■ WRITTEN PROBLEM
Count the lines in the material below that contain the string "road". Reply with the number alone.

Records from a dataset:
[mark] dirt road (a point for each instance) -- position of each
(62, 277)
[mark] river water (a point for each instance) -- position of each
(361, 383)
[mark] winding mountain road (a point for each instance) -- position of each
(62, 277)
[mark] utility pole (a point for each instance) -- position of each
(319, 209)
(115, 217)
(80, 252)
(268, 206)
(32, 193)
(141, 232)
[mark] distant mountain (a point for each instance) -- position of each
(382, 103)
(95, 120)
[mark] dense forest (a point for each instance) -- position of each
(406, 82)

--

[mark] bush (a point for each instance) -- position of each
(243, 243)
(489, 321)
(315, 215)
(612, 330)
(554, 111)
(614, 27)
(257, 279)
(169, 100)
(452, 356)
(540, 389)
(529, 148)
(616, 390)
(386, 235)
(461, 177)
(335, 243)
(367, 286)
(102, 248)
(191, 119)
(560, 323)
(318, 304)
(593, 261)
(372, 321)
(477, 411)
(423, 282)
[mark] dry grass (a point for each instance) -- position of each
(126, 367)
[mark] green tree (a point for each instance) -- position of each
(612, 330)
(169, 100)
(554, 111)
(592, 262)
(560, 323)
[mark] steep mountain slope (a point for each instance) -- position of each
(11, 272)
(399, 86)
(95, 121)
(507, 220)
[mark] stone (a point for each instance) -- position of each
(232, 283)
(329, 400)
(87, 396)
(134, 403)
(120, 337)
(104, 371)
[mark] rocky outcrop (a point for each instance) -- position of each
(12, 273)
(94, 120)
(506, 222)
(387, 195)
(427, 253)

---

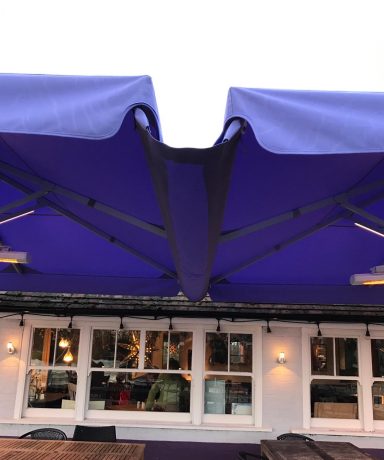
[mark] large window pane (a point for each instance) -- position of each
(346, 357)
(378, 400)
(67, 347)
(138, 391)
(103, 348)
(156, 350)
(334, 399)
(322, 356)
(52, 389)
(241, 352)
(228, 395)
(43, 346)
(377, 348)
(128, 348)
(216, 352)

■ FINAL RESULT
2